*** THE DATA

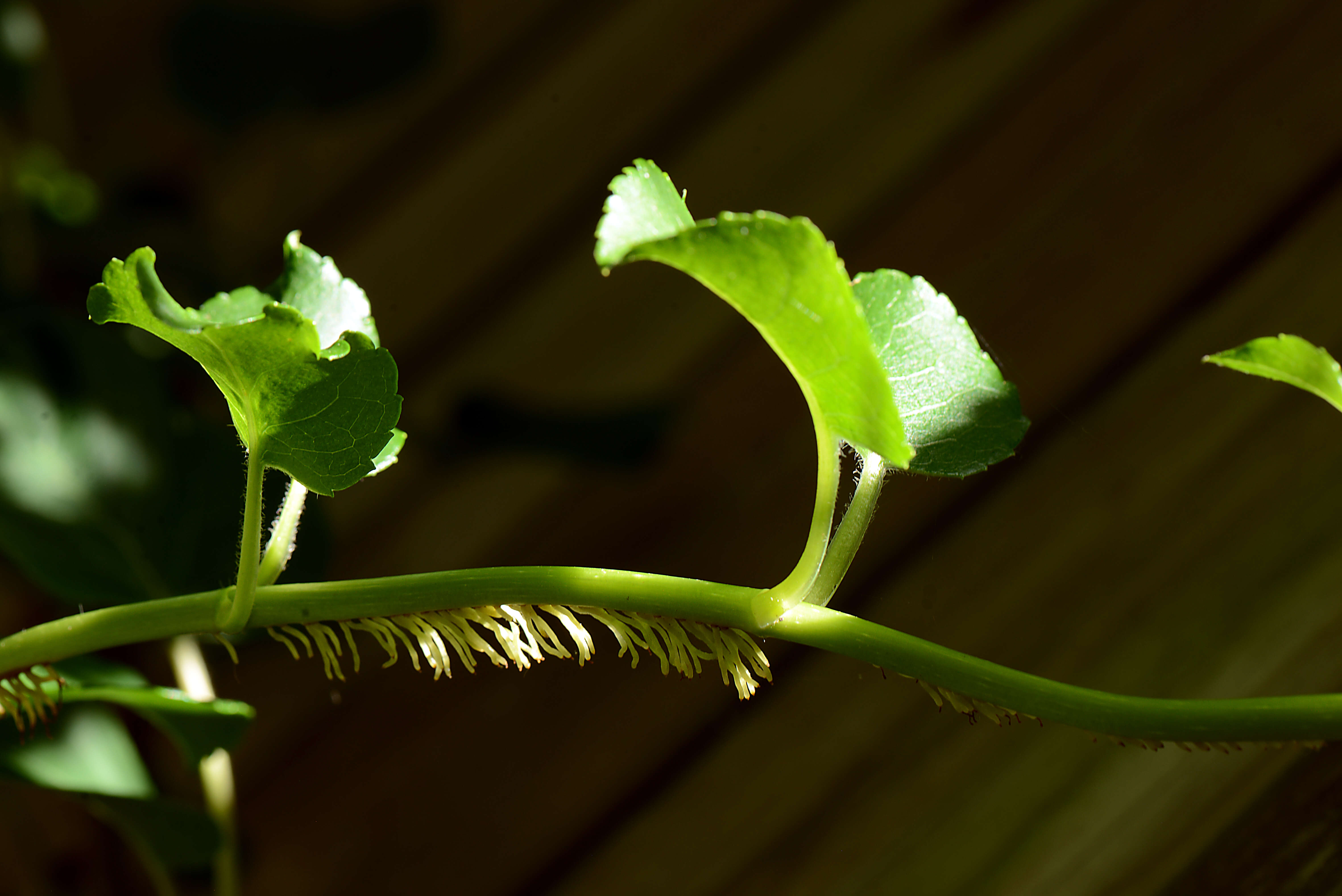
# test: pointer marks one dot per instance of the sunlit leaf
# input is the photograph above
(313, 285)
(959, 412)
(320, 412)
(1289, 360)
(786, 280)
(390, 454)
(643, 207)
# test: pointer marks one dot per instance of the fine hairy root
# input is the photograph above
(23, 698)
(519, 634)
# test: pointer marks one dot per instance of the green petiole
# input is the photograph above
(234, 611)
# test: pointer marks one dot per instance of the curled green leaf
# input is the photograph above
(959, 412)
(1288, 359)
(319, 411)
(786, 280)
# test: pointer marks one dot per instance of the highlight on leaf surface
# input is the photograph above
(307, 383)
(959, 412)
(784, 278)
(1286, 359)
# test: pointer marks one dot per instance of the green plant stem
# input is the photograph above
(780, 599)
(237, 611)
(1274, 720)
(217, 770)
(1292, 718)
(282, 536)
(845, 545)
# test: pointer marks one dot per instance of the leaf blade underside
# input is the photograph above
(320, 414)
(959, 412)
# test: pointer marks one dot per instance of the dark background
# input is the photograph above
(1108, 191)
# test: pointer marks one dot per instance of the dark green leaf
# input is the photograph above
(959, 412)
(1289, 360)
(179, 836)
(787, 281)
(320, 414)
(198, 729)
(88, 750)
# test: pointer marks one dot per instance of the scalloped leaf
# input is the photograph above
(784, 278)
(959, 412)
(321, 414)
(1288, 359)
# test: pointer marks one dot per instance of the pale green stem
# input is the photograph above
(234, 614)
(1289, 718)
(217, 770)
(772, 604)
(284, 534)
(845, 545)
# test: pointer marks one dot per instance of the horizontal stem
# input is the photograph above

******

Please write out, exactly as they appear, the lines from the line containing "green plant stem" through the last line of the records above, both included.

* **SOLUTION TO THIS EXERCISE**
# test: pointer marks one dot per instance of the green plant stem
# input is the photograph above
(780, 599)
(237, 611)
(1274, 720)
(217, 770)
(1292, 718)
(282, 536)
(845, 545)
# test: pointer marks one dot per instance of the leaf blade underside
# input is the photograph above
(320, 414)
(959, 412)
# test: pointer marks one dot per instance of the dark background
# input is the photograph above
(1108, 191)
# test: pointer marks one dot per instance of the dark green leaf
# input is the photograph above
(959, 412)
(1289, 360)
(179, 836)
(787, 281)
(320, 414)
(198, 729)
(88, 750)
# test: pointer marks one dot per instance of the scalloped leaf
# input is the photograph above
(784, 278)
(959, 412)
(321, 414)
(1288, 359)
# test: pointer marks one dot per instance of the pale green stem
# input is the photograph above
(234, 614)
(1289, 718)
(217, 770)
(772, 604)
(284, 534)
(845, 545)
# test: pointer marks one dot per instance of the horizontal stem
# input is the photograph above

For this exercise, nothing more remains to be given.